課題の指示 |
1: マイクロ切替えバルブについての本文によると、小型化されたマイクロ切替えバルブで試薬のロスが低減されるのはなぜですか。
2: マイクロ切替えバルブについての本文から、「本実施形態に係るマイクロ切替」から「安価に製造することができる。」までをすべて、一字も変えずに書き写しなさい。
---- 本文の抜粋
本実施形態に係るマイクロ切替えバルブ1によれば、回動部13を適宜回動させて、第1貫通孔11eおよび第3貫通孔12eと第1連通路T1との連通状態、第2貫通孔11fおよび第4貫通孔12fと第2連通路T2との連通状態、第3貫通孔12eおよび第4貫通孔12fと第3連通路T3との連通状態を切り替えることで、2系統の流路(試薬導入経路、試薬循環経路)を切り替えることができる。すなわち、このマイクロ切替えバルブ1は、従来のような弁体を駆動するための圧電素子等を各流路L1〜L4に設ける必要がなく、二つの固定部11,12と一つの回動部13とで簡素に構成されているので、マイクロ切替えバルブ1を、容易に、かつ安価に製造することができる。
【0042】
また、このマイクロ切替えバルブ1は、前記したように簡素に構成されているので、その小型化を図ることができる。そして、小型化されたマイクロ切替えバルブ1では、その内部に滞留する試薬の量が少なくなるので、試薬のロスが低減される。
【0043】
また、このマイクロ切替えバルブ1では、各連通路T1〜T3が簡単な構造である貫通孔や溝で構成されるので、その製造を容易にすることができる。特に、溝は回動部13の各端面に形成されるので、溝の幅がμm(マイクロメータ)オーダで設計される場合であっても、その溝は、例えば、樹脂で回動部13を射出成形すると同時に、あるいは樹脂以外の材料で回動部13が作製される場合であってもエッチング等によって簡単に形成される。
【0044】
以上、本発明の実施形態について説明したが、本発明は前記実施形態には限定されない。
前記実施形態では、第2連通路T2を試薬排出溝13fと中心貫通孔13aとによって構成したが、本発明はこれに限定されず、例えば図5に示すように、第2連通路T2’を一つの貫通孔13mのみで構成してもよい。具体的に、この構造では、第2固定部12に第1固定部11の第2貫通孔11fと同軸となる第4貫通孔12mを形成することで、この第4貫通孔12mと第2貫通孔11fとを連通させる第2連通路T2’を貫通孔13mによって構成している。すなわち、この図5における構造は、前記実施形態における中心貫通孔13aと第4貫通孔12f(図2(a)参照)を第2貫通孔11fと同軸となる位置までずらすことによって、試薬排出溝13fが不要となる構造となっている。また、この図5における構造では、第2固定部12における第3貫通孔12eと第4貫通孔12mとの距離が広がったことによって、第3連通路T3’を構成する循環溝13nが前記実施形態よりも長めに形成された構造となっている。
--------
---- 抽出された記録
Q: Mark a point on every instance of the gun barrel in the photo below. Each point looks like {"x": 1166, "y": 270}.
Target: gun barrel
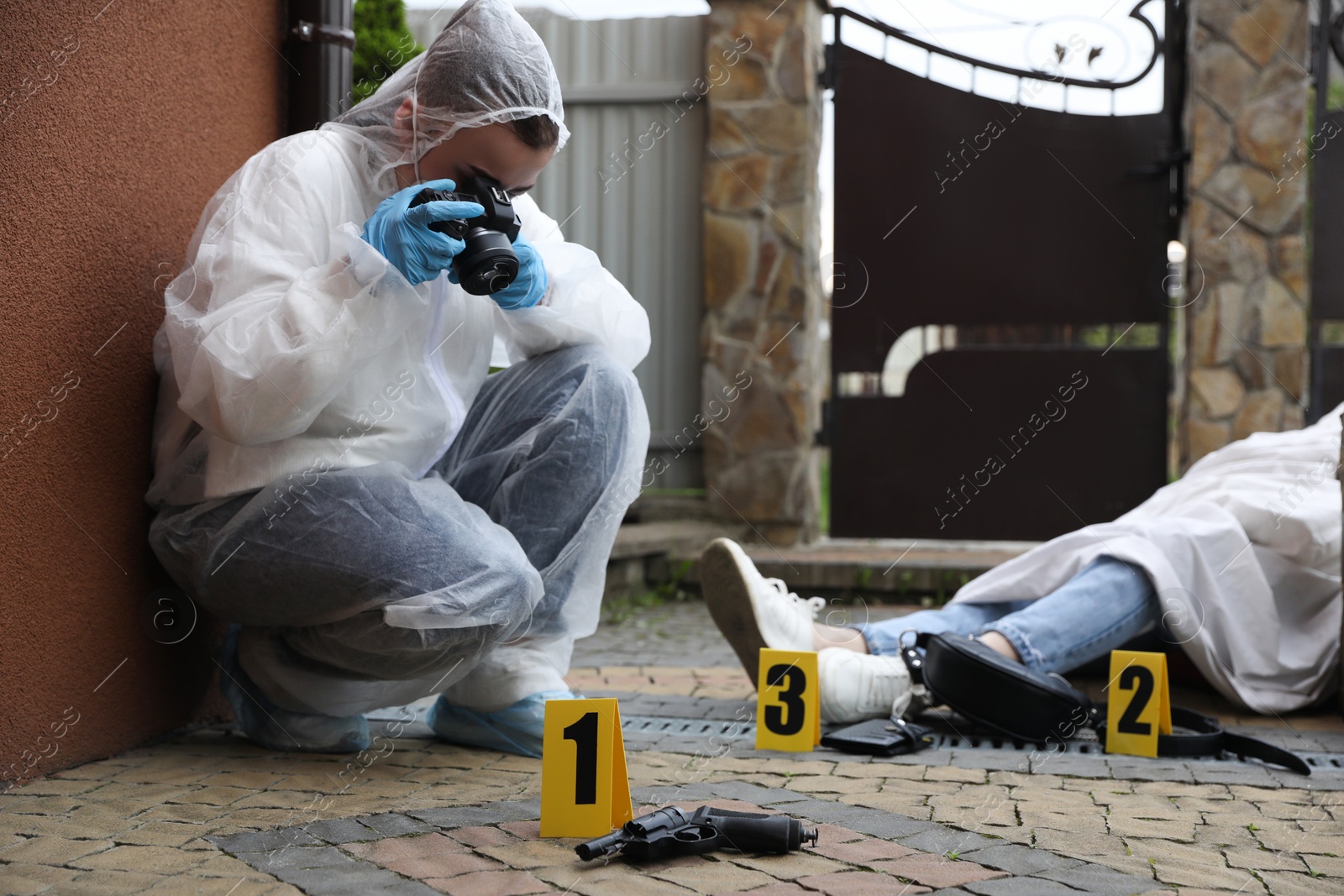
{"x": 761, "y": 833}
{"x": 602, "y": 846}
--------
---- 抽出された記録
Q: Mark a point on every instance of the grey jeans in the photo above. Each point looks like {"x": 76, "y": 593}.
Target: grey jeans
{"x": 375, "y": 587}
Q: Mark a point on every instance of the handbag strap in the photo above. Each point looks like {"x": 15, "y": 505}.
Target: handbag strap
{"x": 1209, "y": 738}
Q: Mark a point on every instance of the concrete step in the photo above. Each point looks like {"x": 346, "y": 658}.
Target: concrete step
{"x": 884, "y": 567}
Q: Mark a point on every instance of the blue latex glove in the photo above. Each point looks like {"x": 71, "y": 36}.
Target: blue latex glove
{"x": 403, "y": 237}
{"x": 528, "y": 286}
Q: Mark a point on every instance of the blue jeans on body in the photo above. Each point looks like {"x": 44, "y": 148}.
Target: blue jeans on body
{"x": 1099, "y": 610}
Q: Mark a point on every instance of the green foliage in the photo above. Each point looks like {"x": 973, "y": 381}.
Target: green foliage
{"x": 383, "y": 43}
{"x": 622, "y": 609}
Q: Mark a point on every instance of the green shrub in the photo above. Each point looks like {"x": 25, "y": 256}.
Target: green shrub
--------
---- 抽出された記録
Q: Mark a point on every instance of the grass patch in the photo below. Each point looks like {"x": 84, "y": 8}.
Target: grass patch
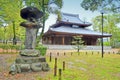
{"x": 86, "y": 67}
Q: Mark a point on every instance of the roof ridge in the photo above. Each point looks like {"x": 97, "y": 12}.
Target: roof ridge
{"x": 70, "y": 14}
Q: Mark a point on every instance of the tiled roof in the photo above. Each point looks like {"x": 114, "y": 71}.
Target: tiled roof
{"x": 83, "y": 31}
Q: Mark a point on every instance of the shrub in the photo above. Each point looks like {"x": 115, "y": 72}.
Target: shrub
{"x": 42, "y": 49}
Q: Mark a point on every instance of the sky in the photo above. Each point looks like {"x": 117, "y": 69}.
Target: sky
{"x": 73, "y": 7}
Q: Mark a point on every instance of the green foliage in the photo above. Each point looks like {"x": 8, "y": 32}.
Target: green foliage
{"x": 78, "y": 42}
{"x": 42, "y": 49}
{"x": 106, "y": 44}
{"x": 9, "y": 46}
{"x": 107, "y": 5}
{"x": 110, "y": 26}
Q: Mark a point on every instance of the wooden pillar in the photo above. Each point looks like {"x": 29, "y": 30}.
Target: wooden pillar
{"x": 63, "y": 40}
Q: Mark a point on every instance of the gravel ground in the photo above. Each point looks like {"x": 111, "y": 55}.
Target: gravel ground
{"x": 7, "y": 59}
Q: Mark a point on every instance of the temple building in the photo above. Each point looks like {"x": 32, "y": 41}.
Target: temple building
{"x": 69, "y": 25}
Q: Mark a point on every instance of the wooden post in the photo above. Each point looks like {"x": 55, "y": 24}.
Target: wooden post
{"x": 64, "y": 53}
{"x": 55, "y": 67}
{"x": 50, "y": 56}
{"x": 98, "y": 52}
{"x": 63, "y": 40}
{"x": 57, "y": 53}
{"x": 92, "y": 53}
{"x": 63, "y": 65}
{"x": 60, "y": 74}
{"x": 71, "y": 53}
--------
演習の解答 |
1: 内部に滞留する試薬の量が少なくなるからです。

2:
本実施形態に係るマイクロ切替えバルブ1によれば、回動部13を適宜回動させて、第1貫通孔11eおよび第3貫通孔12eと第1連通路T1との連通状態、第2貫通孔11fおよび第4貫通孔12fと第2連通路T2との連通状態、第3貫通孔12eおよび第4貫通孔12fと第3連通路T3との連通状態を切り替えることで、2系統の流路(試薬導入経路、試薬循環経路)を切り替えることができる。すなわち、このマイクロ切替えバルブ1は、従来のような弁体を駆動するための圧電素子等を各流路L1〜L4に設ける必要がなく、二つの固定部11,12と一つの回動部13とで簡素に構成されているので、マイクロ切替えバルブ1を、容易に、かつ安価に製造することができる。